## Lista de tareas
A. Traduce al inglés esta oración del texto sobre la expansión de la consciencia: "Tal como está el mundo, que experimenta desde enfrentamientos menores y guerras hasta terremotos y erupciones volcánicas, parecería que todo está empeorando."
B. Transcribe sin cambios el fragmento del texto sobre la expansión de la consciencia que empieza con las palabras "Tal como está" y termina con "mirar más allá.".

Tal como está el mundo, que experimenta desde enfrentamientos menores y guerras hasta terremotos y erupciones volcánicas, parecería que todo está empeorando. No hay tal: solamente se está revelando transformaciones que nos permiten mirar más allá.
A medida que vamos expandiendo nuestra consciencia nos podemos dar cuenta de que tenemos una visión limitada del mundo y de la vida, como también de que en ello no hay ningún problema. Todos los días estamos evolucionando, así no nos percatemos de ello; parte del proceso es pasar de miradas convergentes de la existencia -esas que nos mantienen en la segmentación y desde las cuales nos creemos el ombligo planetario- a unas visiones divergentes, que amplían las posibilidades de comprensión sobre lo que nos ocurre tanto en lo individual como en lo colectivo y que nos permiten reconocer la totalidad, así como asumirnos parte integral de ella. Si en la Edad Media pensábamos que éramos el centro del universo y en la Era Moderna llegamos a creer que todo lo podíamos controlar, en estos tiempos de transformación que corren -en este momento de despertar espiritual, que no religioso- podemos reconocer que este planeta es minúsculo, que todo es energía, que existen otras dimensiones de existencia y que la vida como la conocemos es solo una parte de un proceso mucho más grande y misterioso.

## Listado de datos
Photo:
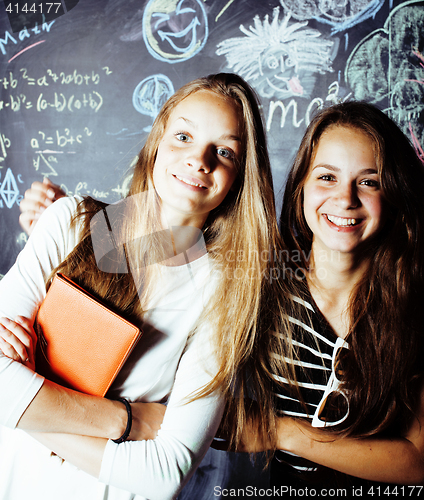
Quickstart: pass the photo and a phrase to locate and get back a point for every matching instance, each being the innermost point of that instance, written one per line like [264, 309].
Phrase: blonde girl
[204, 166]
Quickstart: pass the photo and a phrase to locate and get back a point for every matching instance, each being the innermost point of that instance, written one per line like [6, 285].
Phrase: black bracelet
[127, 431]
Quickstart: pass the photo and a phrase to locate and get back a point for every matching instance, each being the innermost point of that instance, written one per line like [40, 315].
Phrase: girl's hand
[36, 200]
[147, 419]
[18, 340]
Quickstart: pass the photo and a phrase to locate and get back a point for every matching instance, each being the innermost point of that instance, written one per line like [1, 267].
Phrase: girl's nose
[347, 196]
[200, 159]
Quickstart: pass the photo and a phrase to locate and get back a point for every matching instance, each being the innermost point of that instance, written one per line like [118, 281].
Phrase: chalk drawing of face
[280, 59]
[151, 94]
[387, 69]
[174, 30]
[341, 14]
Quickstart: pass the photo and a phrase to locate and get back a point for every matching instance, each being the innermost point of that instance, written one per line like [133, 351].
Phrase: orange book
[82, 344]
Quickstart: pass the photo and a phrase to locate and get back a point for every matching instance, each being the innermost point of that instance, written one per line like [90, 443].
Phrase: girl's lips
[190, 181]
[343, 223]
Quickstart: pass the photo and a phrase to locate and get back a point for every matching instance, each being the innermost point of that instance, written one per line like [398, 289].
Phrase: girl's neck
[332, 277]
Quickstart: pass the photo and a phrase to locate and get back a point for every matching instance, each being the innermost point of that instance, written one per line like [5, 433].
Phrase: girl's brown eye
[225, 153]
[182, 137]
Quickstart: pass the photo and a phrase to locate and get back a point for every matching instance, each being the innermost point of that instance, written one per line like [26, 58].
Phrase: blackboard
[79, 90]
[80, 87]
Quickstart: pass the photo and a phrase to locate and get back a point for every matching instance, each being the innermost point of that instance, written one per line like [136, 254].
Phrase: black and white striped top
[315, 342]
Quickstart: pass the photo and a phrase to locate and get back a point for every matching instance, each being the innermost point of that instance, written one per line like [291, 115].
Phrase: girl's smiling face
[197, 158]
[343, 202]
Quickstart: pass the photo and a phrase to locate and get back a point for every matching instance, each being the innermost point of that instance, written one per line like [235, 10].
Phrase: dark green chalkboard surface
[82, 80]
[81, 84]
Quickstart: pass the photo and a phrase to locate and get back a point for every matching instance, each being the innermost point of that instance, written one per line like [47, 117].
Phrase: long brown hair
[238, 234]
[386, 312]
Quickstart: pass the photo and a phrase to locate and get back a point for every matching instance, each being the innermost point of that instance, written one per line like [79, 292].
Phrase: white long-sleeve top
[163, 361]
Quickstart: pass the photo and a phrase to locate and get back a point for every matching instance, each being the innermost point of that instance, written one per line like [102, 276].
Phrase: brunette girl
[349, 378]
[204, 166]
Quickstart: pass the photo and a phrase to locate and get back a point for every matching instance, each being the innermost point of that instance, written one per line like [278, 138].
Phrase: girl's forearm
[84, 452]
[385, 460]
[59, 410]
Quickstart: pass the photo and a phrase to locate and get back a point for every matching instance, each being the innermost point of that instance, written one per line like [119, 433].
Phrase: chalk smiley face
[175, 30]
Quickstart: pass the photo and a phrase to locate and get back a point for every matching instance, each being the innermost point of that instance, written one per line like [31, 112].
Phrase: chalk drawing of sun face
[174, 30]
[341, 14]
[280, 59]
[387, 69]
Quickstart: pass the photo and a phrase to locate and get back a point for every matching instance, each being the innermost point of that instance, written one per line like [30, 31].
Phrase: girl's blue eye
[371, 183]
[326, 177]
[225, 153]
[182, 137]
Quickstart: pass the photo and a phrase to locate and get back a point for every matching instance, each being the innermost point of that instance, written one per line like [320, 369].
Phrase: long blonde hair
[240, 235]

## Soluciones por tarea
A. The way the world is, going through everything from minor clashes and wars to earthquakes and volcanic eruptions, it would seem that everything is getting worse.

B.
Tal como está el mundo, que experimenta desde enfrentamientos menores y guerras hasta terremotos y erupciones volcánicas, parecería que todo está empeorando. No hay tal: solamente se está revelando transformaciones que nos permiten mirar más allá.